[Source records]

====

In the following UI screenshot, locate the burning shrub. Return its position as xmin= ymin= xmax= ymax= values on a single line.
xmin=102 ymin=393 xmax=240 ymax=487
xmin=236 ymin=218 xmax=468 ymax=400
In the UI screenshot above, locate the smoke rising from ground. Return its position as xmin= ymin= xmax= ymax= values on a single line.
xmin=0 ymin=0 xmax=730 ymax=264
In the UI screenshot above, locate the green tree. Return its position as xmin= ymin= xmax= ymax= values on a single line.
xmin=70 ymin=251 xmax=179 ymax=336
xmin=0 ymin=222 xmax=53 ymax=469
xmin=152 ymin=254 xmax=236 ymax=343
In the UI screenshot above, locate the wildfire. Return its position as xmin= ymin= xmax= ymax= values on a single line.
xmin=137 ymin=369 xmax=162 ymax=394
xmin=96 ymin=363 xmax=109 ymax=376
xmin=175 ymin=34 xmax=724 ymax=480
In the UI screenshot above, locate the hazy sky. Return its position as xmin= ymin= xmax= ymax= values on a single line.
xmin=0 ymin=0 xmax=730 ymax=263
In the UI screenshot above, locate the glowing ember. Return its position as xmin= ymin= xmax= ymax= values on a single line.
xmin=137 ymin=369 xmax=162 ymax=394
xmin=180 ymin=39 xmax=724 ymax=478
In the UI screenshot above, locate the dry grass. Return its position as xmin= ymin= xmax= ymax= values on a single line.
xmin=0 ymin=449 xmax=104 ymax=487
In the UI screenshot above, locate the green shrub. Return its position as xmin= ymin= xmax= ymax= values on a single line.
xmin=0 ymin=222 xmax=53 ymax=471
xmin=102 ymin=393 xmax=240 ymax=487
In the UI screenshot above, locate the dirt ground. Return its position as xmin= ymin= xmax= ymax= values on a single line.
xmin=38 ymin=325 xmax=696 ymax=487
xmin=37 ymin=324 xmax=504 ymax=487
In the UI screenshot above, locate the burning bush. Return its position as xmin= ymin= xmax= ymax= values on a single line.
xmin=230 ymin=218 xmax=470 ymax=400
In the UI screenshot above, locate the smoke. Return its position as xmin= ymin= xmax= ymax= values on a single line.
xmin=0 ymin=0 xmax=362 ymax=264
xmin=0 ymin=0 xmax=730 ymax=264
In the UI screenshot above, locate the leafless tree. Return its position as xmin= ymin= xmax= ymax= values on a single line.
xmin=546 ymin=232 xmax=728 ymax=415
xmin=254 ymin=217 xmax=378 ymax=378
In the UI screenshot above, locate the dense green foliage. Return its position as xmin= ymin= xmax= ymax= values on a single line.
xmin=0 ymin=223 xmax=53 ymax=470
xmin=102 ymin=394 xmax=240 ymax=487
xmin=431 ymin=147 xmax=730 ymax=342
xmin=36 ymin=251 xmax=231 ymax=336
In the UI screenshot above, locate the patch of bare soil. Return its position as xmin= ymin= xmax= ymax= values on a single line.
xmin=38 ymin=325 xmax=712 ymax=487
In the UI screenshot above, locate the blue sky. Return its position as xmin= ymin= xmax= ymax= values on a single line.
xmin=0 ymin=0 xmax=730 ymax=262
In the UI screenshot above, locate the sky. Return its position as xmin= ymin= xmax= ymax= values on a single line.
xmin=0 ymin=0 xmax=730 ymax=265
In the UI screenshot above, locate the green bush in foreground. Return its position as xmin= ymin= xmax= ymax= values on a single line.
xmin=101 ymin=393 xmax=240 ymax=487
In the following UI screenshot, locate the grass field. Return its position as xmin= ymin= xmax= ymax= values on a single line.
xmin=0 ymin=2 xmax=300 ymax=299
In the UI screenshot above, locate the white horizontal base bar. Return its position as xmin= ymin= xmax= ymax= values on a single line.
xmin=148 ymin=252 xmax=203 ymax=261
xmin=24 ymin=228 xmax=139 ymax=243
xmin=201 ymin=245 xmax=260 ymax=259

====

What you will do: Rewrite every line of the records above, changing "single line" to "one line" wherever it appears and leaving all other text unchanged.

Exercise output:
In the following UI screenshot, locate the burning shrub. Return its position as xmin= ymin= xmax= ymax= values on a one line.
xmin=102 ymin=393 xmax=240 ymax=487
xmin=236 ymin=218 xmax=468 ymax=400
In the UI screenshot above, locate the smoke rising from ground. Return its position as xmin= ymin= xmax= ymax= values on a one line.
xmin=0 ymin=0 xmax=730 ymax=264
In the UI screenshot above, locate the green tree. Return its position as xmin= ymin= xmax= ymax= values on a one line.
xmin=70 ymin=251 xmax=179 ymax=336
xmin=0 ymin=222 xmax=53 ymax=469
xmin=152 ymin=254 xmax=236 ymax=343
In the UI screenshot above, locate the wildfire. Return its position as xmin= ymin= xmax= ymax= values on a one line.
xmin=137 ymin=369 xmax=162 ymax=394
xmin=96 ymin=363 xmax=109 ymax=376
xmin=175 ymin=34 xmax=724 ymax=480
In the UI screenshot above, locate the hazy sky. Return its position as xmin= ymin= xmax= ymax= values on a one line.
xmin=0 ymin=0 xmax=730 ymax=263
In the UI screenshot above, locate the glowing ember. Return its position as xmin= ymin= xmax= ymax= values on a one line.
xmin=137 ymin=369 xmax=162 ymax=394
xmin=180 ymin=39 xmax=724 ymax=478
In the UI screenshot above, locate the dry grass. Return its position as xmin= ymin= xmax= ymax= values on a one line.
xmin=0 ymin=449 xmax=104 ymax=487
In the UI screenshot above, locate the green shrub. Return its position as xmin= ymin= xmax= ymax= values on a one line.
xmin=0 ymin=222 xmax=53 ymax=471
xmin=102 ymin=393 xmax=240 ymax=487
In the UI screenshot above, locate the dirt ground. Return its position as xmin= ymin= xmax= ymax= values on a one line.
xmin=38 ymin=325 xmax=696 ymax=487
xmin=37 ymin=324 xmax=504 ymax=487
In the UI screenshot above, locate the burning bush. Return its position as xmin= ymin= xmax= ymax= values on a one line.
xmin=230 ymin=218 xmax=470 ymax=400
In the UI screenshot above, locate the smoke. Return its position as xmin= ymin= xmax= ymax= values on a one line.
xmin=0 ymin=0 xmax=362 ymax=264
xmin=0 ymin=0 xmax=730 ymax=264
In the UI screenshot above, locate the leafless tree. Return its position as xmin= ymin= xmax= ymax= values on a one line.
xmin=546 ymin=232 xmax=728 ymax=415
xmin=254 ymin=217 xmax=378 ymax=378
In the UI screenshot above, locate the dense green foliage. Return its position as xmin= ymin= xmax= ymax= values on a one line.
xmin=0 ymin=223 xmax=53 ymax=470
xmin=102 ymin=394 xmax=240 ymax=487
xmin=431 ymin=147 xmax=730 ymax=342
xmin=36 ymin=251 xmax=231 ymax=336
In the UI screenshot above, locate the patch of bare soil. Return its position as xmin= ymin= xmax= ymax= values on a one line.
xmin=38 ymin=325 xmax=712 ymax=487
In the UI screenshot above, locate the blue sky. Return its position as xmin= ymin= xmax= ymax= values on a one line.
xmin=0 ymin=0 xmax=730 ymax=262
In the UI screenshot above, locate the sky. Return its position as xmin= ymin= xmax= ymax= values on a one line.
xmin=0 ymin=0 xmax=730 ymax=265
In the UI screenshot above, locate the green bush in foreground. Return its position as xmin= ymin= xmax= ymax= values on a one line.
xmin=101 ymin=393 xmax=240 ymax=487
In the following UI screenshot, locate the grass field. Return its position as xmin= ymin= xmax= ymax= values on a one line.
xmin=0 ymin=2 xmax=300 ymax=299
In the UI screenshot above, locate the white horizontal base bar. Return its position as xmin= ymin= xmax= ymax= values on a one line.
xmin=148 ymin=252 xmax=203 ymax=261
xmin=24 ymin=228 xmax=139 ymax=243
xmin=201 ymin=245 xmax=260 ymax=259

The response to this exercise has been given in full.